* START Task material *
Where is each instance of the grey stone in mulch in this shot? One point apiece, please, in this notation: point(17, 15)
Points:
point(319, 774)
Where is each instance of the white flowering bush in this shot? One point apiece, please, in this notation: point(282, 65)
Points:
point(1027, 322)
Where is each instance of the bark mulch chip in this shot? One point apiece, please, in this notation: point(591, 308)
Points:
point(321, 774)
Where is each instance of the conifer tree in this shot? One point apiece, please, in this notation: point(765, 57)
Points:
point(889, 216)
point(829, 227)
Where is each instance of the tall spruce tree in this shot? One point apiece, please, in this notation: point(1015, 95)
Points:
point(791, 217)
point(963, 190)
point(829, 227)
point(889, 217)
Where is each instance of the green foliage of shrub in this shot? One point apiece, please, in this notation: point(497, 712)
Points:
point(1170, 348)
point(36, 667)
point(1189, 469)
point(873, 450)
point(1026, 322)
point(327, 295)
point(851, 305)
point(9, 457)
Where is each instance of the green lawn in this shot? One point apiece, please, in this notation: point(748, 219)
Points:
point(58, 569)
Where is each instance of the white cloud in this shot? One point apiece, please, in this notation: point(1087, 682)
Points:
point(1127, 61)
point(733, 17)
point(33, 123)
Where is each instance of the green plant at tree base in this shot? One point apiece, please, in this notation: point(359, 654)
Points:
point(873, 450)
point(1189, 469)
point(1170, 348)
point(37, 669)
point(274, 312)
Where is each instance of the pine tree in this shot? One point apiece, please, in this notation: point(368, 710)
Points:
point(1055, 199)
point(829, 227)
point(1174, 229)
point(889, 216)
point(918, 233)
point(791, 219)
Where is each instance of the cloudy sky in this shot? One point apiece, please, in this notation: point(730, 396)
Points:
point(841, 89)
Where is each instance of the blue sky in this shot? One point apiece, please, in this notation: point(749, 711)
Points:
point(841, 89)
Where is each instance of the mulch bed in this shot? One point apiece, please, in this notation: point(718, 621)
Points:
* END Task material *
:: Problem ::
Reproduce all of the entries above word for word, leaving every character unchanged.

:: Written reply ::
Where is each instance of the grey stone in mulch in this shot? One point apiece, please, in this notation: point(17, 15)
Points:
point(319, 774)
Where is each instance of the white flowering bush in this shot? One point apiece, please, in this notation: point(282, 65)
Points:
point(1027, 322)
Where is each instance of the bark mulch chip in this shot? One point apiece, please, in this notation: point(591, 308)
Points:
point(321, 774)
Where is each instance of the conifer tree in this shot? One point apiece, please, in this notation: point(765, 57)
Points:
point(889, 216)
point(829, 227)
Where is each instance of the tall spruce tree in this shot? One point apiece, please, in this notation: point(1015, 95)
Points:
point(791, 217)
point(963, 190)
point(829, 227)
point(889, 217)
Where is each instance of the green foliage of shrub in this shot? One point apiece, please, in this notation: point(497, 712)
Points:
point(1170, 348)
point(36, 667)
point(1189, 469)
point(873, 450)
point(1026, 322)
point(327, 295)
point(851, 305)
point(9, 457)
Where is each instance of the green lawn in this shot? One point apiece, please, in this notation: point(748, 219)
Points:
point(58, 569)
Where is each instance of the white cloud in this shot? One point apiece, please, in this notation: point(1087, 682)
Points:
point(1127, 61)
point(733, 17)
point(33, 123)
Where is each instance of the green plant at tree base in this shot? One point apiece, please, in this notation: point(359, 654)
Points:
point(873, 450)
point(1189, 469)
point(1170, 348)
point(37, 669)
point(274, 312)
Where is each instance of the pine tree in this shot? One point apiece, please, in this notation: point(368, 710)
Points:
point(1055, 199)
point(829, 227)
point(1174, 229)
point(889, 216)
point(918, 233)
point(791, 219)
Where is each instance of the cloudy sky in this shot? One point apiece, please, in this notation: point(730, 396)
Points:
point(841, 89)
Where is each instance of the blue sky in this shot? One point apiece, please, in this notation: point(749, 711)
Points:
point(841, 89)
Where is each instance of the mulch bed in this shot? One point apiece, please, in this notation: point(718, 621)
Points:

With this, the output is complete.